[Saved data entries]
[Start of section]

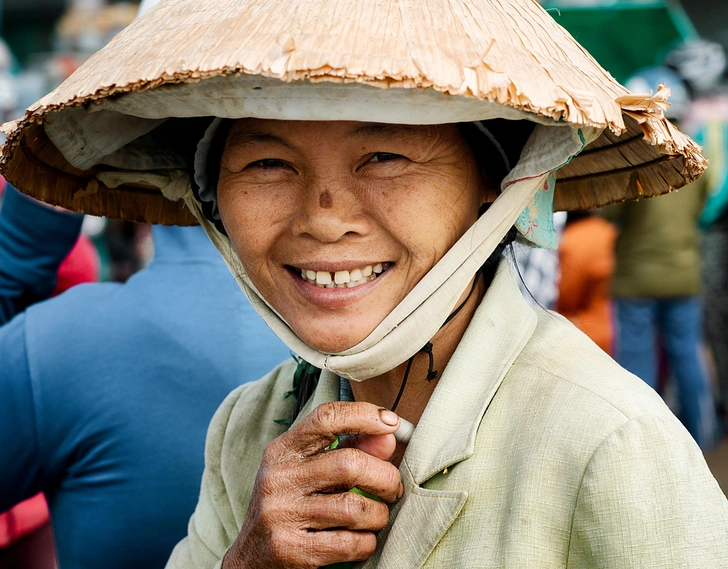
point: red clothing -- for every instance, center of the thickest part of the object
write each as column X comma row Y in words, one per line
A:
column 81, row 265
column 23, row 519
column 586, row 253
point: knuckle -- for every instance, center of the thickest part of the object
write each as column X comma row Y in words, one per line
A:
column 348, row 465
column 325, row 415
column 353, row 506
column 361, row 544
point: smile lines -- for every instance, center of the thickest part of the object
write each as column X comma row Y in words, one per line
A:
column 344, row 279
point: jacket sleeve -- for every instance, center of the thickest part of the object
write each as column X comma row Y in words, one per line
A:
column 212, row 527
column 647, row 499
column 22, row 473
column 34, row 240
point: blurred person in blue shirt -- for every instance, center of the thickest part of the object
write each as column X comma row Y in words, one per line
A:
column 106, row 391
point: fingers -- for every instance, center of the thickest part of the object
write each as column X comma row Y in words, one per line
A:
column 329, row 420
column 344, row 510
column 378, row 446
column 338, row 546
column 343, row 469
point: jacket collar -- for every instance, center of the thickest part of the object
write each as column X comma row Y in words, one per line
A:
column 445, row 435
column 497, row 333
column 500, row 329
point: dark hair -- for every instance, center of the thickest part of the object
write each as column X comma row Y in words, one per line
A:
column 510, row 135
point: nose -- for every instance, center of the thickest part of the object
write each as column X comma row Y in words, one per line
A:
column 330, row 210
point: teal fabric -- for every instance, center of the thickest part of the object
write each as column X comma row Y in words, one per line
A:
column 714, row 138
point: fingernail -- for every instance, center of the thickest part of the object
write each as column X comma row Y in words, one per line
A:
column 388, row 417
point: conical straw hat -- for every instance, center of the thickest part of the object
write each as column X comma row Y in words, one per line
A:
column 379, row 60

[End of section]
[Start of section]

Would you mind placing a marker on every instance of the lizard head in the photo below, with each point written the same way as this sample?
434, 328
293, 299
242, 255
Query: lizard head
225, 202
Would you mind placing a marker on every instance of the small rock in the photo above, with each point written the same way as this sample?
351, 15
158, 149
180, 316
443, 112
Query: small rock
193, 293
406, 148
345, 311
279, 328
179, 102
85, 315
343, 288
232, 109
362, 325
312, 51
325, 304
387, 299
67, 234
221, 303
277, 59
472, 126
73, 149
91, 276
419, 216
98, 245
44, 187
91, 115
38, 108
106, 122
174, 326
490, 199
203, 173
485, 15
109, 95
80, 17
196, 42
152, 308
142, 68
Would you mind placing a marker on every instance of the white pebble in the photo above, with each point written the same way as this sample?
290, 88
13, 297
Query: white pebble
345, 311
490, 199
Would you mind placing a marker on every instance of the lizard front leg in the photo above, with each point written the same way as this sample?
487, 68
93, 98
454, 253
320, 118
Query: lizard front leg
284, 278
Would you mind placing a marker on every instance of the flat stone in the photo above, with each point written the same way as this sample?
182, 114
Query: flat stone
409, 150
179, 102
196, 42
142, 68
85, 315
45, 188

[End of section]

AIM OF THE TASK.
Look above for the line with "the lizard front" and the line with "of the flat". Write out those two lines and all the lines between them, exactly, and no others.

EXERCISE OUTPUT.
Would you mind placing a marker on every instance of the lizard front leg in the photo above, with each point written the same way as this sample?
487, 68
93, 98
454, 253
320, 118
Query: lizard front leg
284, 278
Would you mind placing a marker on every instance of the flat stone in the photo above, with each point written the same way as this sample?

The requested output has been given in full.